EJERCICIO 1: Resume en dos oraciones el fragmento sobre la familia Stephen.
EJERCICIO 2: Según el fragmento, ¿qué enfermedad contrajo Julia antes de morir?

FRAGMENTO DEL DOCUMENTO:

Bloomsbury, Leon Edel, p. 105
«¡Aquella casa, que encerraba
tantas muertes, pobre de mí», exclamó Henry James que conocía a Leslie Stephen desde
los años sesenta. A «la hermosa Julia, pálida, trágica», ¿cómo olvidarla? «Era
hermosamente bella -escribió-, y su belleza junto con su condición eran elementos
activos, prácticos, que producían los mejores resultados para todos. El no
verla más supone un placer de menos en la vida.» El novelista americano, con su
estilo elegíaco, dijo de Julia que había sido «una fuerza absolutamente preciosa
a favor del bien». No sabía qué pensar de un mundo que «no pudo hacer nada con ella
... más que suprimirla». La bella Julia había sido el centro de la casa; daba
clase a sus hijos en la habitación de arriba y mantenía unida aquella gran
familia doble cuando, de repente, cogió la gripe y murió al cabo de una semana,
probablemente a causa de tantos embarazos. Quizá por el esfuerzo agotador de mantener
su hermosa compostura. ¿Quién podría decirlo? Fue descrita como «una mezcla de
madonna y mujer de mundo». Will Rothenstein había dicho de las hijas: «Con lo
hermosas que eran, no lo eran más que su madre.»
Cuando James habló de «la casa de
todas las muertes» aludía a la súbita muerte de la hermanastra de las niñas Stephen,
Stella Hills, muerte que ocurrió dos años después de la de Julia durante un
embarazo, y a la agonía prolongada de Sir Leslie a causa del cáncer ( dos años más
tarde, inesperadamente, murió el joven Thoby en Bloomsbury). El número 22 era
la casa de la desolación, una casa de espíritus. Leslie Stephen estuvo al borde
de una depresión nerviosa durante meses, se apoyó en sus hijas como se había
apoyado en Julia y tomó la actitud de la madre ausente en vez de la del padre
estructurador. Hizo a sus hijas partícipes de su pesar de tal forma que sus
amigos le advirtieron que el luto perpetuo era pernicioso para las jóvenes, a
las que se les debía permitir vivir.

Elementos de una fuente de datos:
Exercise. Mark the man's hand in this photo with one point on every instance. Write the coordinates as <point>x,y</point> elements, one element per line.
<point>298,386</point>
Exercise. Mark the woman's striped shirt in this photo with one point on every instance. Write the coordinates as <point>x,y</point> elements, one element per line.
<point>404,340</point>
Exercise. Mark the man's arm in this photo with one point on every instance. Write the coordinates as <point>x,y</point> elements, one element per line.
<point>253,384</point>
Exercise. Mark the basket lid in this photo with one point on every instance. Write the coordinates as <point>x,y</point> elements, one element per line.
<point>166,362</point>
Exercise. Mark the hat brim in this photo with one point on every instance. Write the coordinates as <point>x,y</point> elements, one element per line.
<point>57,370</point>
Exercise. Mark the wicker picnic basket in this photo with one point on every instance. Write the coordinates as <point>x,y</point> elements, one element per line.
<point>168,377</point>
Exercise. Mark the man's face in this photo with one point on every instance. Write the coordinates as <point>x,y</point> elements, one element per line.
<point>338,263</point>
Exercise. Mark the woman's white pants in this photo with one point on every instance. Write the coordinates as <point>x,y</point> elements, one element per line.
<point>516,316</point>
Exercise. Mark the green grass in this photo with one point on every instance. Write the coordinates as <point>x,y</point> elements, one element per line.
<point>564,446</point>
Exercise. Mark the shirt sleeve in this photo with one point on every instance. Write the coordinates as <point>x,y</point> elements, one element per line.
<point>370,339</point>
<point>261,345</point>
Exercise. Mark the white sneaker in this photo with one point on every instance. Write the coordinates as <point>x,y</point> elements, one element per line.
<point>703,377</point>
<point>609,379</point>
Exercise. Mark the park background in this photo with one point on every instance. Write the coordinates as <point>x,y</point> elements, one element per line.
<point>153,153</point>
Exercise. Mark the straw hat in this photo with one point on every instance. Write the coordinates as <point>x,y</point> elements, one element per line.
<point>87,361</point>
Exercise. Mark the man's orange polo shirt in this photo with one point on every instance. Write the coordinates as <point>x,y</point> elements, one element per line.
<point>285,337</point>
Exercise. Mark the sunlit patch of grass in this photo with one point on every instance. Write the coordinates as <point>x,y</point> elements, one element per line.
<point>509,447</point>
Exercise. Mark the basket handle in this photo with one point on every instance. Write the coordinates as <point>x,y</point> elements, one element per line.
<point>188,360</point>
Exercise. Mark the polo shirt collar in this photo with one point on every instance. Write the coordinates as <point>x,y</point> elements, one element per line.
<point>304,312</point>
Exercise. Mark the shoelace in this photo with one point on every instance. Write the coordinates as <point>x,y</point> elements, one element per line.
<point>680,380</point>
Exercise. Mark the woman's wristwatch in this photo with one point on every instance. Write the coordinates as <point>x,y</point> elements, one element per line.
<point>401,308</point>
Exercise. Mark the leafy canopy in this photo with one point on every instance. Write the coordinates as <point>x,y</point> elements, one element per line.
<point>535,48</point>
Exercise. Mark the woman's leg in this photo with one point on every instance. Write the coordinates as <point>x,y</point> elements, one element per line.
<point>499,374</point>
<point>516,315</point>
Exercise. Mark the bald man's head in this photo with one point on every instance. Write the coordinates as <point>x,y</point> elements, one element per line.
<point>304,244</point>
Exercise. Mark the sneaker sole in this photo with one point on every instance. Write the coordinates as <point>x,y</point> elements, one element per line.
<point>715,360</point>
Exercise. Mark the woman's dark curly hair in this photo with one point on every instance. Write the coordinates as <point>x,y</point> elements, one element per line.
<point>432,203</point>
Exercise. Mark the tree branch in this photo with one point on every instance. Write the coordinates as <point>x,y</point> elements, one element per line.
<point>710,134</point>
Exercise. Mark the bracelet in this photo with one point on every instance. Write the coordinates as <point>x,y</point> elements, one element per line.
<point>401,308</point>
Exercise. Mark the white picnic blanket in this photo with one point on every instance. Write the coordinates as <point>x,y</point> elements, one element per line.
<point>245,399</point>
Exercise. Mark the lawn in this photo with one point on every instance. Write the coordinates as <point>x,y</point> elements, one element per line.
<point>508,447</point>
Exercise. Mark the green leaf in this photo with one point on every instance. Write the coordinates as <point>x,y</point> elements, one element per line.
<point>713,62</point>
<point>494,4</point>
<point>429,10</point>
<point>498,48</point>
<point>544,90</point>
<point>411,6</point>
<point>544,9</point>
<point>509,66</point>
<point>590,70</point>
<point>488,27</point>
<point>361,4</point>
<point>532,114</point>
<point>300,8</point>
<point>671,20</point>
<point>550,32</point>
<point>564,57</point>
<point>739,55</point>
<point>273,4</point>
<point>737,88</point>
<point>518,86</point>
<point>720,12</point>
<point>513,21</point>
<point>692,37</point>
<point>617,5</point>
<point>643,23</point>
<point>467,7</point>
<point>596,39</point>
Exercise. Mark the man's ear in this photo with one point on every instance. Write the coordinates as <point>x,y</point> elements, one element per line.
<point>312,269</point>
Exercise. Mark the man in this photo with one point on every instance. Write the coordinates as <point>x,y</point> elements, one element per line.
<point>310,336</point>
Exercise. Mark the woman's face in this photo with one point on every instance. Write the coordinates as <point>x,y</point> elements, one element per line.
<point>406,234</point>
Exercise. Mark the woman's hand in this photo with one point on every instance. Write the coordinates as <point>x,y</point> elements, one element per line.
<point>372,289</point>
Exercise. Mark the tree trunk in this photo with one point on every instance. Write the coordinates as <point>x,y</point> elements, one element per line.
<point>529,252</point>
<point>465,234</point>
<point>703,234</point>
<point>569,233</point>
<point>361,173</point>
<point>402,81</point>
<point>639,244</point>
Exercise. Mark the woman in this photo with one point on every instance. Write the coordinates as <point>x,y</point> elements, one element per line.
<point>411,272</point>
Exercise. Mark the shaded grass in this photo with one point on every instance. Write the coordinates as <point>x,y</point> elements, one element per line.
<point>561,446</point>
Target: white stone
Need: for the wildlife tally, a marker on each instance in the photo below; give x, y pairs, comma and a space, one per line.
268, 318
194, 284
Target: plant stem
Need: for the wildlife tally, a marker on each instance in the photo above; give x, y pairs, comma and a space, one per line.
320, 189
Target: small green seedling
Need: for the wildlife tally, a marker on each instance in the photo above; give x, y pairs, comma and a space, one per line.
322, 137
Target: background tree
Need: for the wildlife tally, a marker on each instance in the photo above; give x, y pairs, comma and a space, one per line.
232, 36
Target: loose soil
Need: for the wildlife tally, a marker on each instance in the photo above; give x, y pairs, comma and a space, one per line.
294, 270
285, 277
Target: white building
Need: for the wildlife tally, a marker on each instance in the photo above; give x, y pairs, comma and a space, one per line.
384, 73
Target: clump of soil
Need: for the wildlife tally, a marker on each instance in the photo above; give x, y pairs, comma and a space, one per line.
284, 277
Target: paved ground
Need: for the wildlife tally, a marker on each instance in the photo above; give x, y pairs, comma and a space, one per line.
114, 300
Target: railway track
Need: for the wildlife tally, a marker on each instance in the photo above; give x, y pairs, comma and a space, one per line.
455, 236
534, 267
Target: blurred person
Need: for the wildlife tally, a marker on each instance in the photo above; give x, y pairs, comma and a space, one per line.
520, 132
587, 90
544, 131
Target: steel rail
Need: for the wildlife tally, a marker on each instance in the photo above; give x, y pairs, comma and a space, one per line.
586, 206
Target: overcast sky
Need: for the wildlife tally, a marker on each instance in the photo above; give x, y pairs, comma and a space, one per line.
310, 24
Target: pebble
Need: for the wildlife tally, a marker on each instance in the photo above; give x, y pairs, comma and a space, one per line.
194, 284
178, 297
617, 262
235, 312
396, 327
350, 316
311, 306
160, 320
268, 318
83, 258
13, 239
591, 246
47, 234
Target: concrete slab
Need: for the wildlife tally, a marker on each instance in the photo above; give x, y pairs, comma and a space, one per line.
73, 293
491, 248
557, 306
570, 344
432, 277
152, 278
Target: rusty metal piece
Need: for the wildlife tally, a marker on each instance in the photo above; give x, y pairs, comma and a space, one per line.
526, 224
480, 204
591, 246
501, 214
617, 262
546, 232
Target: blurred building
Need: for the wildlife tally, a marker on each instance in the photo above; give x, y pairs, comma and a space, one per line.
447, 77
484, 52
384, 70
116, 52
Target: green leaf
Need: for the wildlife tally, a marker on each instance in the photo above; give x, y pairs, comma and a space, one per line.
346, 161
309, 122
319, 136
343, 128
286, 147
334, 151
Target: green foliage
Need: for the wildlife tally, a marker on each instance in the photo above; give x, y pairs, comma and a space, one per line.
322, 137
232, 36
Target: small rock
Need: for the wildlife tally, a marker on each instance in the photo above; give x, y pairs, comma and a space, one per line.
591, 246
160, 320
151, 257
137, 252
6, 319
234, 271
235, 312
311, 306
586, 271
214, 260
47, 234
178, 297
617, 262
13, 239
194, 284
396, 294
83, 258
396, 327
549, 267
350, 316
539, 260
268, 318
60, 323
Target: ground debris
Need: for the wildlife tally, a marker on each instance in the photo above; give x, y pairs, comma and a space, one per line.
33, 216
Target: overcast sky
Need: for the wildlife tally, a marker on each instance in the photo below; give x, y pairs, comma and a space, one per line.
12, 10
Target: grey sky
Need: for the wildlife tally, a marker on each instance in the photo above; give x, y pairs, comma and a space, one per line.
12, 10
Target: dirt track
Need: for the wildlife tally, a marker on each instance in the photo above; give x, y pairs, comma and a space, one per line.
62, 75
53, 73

---

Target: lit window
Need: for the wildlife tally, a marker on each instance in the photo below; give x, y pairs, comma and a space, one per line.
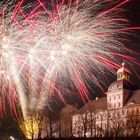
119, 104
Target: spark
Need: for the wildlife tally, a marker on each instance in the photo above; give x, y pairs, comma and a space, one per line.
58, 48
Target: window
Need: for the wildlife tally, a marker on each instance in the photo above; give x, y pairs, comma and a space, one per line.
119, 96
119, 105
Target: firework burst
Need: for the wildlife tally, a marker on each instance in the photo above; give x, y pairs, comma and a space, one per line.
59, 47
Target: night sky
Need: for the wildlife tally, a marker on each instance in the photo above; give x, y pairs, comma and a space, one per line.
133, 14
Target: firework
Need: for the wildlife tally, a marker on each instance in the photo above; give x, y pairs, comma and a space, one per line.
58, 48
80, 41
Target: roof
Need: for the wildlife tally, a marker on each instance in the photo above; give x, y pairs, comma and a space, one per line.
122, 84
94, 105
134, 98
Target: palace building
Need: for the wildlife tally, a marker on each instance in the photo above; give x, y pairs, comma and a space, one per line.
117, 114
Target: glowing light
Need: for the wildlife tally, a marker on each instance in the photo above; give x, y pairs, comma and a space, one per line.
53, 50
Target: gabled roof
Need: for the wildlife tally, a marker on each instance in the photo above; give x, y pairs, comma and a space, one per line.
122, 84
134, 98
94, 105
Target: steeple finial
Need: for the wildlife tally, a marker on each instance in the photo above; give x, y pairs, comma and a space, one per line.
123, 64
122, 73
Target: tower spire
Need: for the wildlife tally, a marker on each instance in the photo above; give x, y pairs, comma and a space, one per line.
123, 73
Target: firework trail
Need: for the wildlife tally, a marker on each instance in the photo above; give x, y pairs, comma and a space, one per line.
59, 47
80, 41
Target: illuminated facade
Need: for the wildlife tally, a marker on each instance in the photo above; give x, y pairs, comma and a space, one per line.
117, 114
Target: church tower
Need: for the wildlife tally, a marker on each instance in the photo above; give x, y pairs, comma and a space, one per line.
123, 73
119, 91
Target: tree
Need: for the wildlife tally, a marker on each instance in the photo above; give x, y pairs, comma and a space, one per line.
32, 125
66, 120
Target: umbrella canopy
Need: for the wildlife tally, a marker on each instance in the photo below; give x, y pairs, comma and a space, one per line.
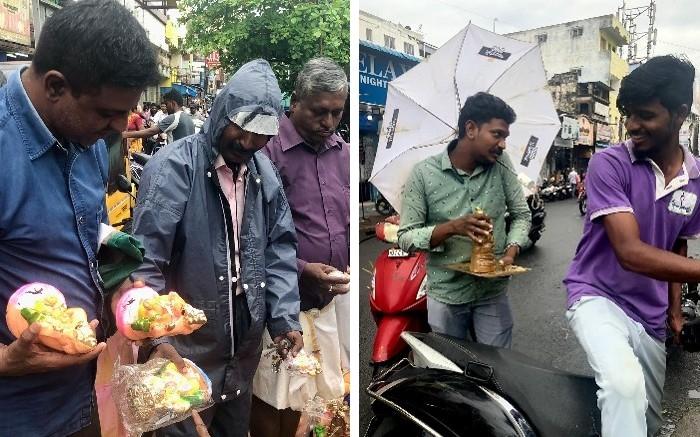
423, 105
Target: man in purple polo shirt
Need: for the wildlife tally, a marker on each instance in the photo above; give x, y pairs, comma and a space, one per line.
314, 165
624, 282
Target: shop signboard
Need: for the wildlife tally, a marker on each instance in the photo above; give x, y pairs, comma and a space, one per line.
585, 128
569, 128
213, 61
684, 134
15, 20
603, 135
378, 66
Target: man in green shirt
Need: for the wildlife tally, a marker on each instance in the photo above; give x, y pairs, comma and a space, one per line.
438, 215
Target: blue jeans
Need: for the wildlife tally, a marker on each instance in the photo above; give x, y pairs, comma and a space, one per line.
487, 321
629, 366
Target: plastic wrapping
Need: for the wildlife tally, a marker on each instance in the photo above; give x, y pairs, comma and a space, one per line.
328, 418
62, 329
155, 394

SOLUCIÓN 1: Henry James lamentó la muerte de Julia, a quien describió como «una fuerza absolutamente preciosa a favor del bien», y llamó al número 22 «la casa de todas las muertes», en alusión también a la súbita muerte de Stella Hills y a la agonía prolongada de Sir Leslie. Tras la pérdida de Julia, Leslie Stephen estuvo al borde de una depresión nerviosa y se apoyó en sus hijas, hasta el punto de que sus amigos le advirtieron que el luto perpetuo era pernicioso para ellas.

SOLUCIÓN 2: La gripe, y murió al cabo de una semana.